Exercise aim
Can you rewrite the listing, starting at its beginning and ending at the line containing "column 121, row 137", with "bush" replaced by "shrub" and nothing else changed?

--- Start Provided material ---

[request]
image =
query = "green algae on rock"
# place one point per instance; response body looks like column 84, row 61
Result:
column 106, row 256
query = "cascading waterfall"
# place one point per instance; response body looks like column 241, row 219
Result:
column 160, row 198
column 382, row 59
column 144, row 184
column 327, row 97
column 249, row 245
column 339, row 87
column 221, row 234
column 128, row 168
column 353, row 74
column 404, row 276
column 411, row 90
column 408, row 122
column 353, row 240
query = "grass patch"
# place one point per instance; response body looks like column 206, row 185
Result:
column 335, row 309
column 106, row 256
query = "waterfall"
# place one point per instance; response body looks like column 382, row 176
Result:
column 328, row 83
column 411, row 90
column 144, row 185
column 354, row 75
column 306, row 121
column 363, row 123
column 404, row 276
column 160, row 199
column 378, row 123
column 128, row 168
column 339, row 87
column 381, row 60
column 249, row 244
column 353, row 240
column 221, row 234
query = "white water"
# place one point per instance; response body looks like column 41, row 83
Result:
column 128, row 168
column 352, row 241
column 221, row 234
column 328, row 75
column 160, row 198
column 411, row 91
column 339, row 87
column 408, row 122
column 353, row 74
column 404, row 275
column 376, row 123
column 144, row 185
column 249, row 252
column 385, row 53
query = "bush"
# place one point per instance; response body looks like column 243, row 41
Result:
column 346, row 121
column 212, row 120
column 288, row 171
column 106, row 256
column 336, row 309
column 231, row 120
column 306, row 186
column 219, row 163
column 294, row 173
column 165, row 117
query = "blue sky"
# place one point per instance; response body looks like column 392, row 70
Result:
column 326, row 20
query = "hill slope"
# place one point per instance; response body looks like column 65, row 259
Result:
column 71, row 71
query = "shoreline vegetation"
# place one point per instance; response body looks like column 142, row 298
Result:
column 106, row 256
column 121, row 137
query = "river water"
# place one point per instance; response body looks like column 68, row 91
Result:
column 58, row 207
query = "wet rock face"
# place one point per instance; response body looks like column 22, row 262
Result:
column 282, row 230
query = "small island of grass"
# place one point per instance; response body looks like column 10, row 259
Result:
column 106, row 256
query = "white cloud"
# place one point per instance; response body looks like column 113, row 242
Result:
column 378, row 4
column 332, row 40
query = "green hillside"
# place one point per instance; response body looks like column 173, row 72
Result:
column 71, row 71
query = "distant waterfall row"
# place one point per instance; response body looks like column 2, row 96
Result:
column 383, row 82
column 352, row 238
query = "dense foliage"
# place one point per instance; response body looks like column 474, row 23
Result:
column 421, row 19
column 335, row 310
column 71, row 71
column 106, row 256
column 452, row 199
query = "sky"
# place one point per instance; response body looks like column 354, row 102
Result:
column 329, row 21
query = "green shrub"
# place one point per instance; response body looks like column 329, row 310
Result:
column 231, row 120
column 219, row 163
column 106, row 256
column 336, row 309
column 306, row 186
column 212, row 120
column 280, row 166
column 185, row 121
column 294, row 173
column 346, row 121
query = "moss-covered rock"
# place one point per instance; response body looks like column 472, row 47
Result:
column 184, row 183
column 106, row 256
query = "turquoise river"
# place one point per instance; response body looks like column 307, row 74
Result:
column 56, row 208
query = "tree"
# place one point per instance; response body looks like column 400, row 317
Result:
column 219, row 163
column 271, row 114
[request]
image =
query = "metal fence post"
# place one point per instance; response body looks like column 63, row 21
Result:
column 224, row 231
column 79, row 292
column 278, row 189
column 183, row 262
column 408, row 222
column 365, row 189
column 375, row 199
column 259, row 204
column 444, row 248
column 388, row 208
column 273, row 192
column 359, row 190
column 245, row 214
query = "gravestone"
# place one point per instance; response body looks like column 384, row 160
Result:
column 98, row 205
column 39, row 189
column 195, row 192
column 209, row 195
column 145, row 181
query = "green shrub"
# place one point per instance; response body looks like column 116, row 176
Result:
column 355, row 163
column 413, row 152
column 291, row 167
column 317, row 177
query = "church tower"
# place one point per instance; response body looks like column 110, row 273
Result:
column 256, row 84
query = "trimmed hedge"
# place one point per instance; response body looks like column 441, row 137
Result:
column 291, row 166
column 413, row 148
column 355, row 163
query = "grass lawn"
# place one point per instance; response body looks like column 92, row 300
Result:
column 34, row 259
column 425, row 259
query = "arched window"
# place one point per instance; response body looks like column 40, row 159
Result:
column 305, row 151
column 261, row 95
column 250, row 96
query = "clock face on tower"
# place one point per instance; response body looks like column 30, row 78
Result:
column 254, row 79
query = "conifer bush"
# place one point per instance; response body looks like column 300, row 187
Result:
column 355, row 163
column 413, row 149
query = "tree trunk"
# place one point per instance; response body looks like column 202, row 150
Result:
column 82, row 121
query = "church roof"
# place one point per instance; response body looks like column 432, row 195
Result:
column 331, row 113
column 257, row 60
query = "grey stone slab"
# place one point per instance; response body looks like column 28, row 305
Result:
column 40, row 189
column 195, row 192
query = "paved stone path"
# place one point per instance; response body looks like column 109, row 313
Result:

--- End Provided material ---

Exercise result
[request]
image =
query = "green algae on rock"
# place one point per instance; response body looks like column 84, row 61
Result:
column 106, row 256
query = "cascading waterfall"
# place one point per instance; response body looks like column 241, row 219
Result:
column 160, row 198
column 382, row 59
column 144, row 184
column 327, row 97
column 249, row 245
column 339, row 87
column 221, row 234
column 128, row 168
column 353, row 74
column 404, row 276
column 411, row 90
column 408, row 122
column 353, row 240
query = "grass patch"
# place one point per instance; response body looks like column 206, row 185
Result:
column 335, row 309
column 106, row 256
query = "waterfall"
# place one point per instance; response body looks like column 382, row 176
Result:
column 328, row 83
column 411, row 90
column 144, row 185
column 354, row 75
column 306, row 121
column 363, row 123
column 404, row 276
column 160, row 199
column 378, row 123
column 128, row 168
column 339, row 87
column 381, row 60
column 249, row 244
column 353, row 240
column 221, row 234
query = "white water"
# place one point per instance; response body looks like column 41, row 83
Result:
column 128, row 168
column 352, row 241
column 221, row 234
column 328, row 75
column 160, row 198
column 411, row 91
column 339, row 87
column 408, row 122
column 353, row 74
column 404, row 275
column 376, row 123
column 144, row 185
column 249, row 252
column 385, row 53
query = "shrub"
# place one point per instance; response body looks like column 243, row 41
Result:
column 346, row 121
column 212, row 120
column 288, row 171
column 106, row 256
column 336, row 309
column 231, row 120
column 306, row 186
column 219, row 163
column 294, row 173
column 165, row 117
query = "blue sky"
# place one point per instance; response body looks like column 392, row 70
Result:
column 326, row 20
query = "hill slope"
# place one point per instance; response body looks like column 65, row 259
Result:
column 71, row 71
query = "shoreline vegetation"
# place one point per instance; response body looks like column 142, row 298
Result:
column 106, row 256
column 121, row 137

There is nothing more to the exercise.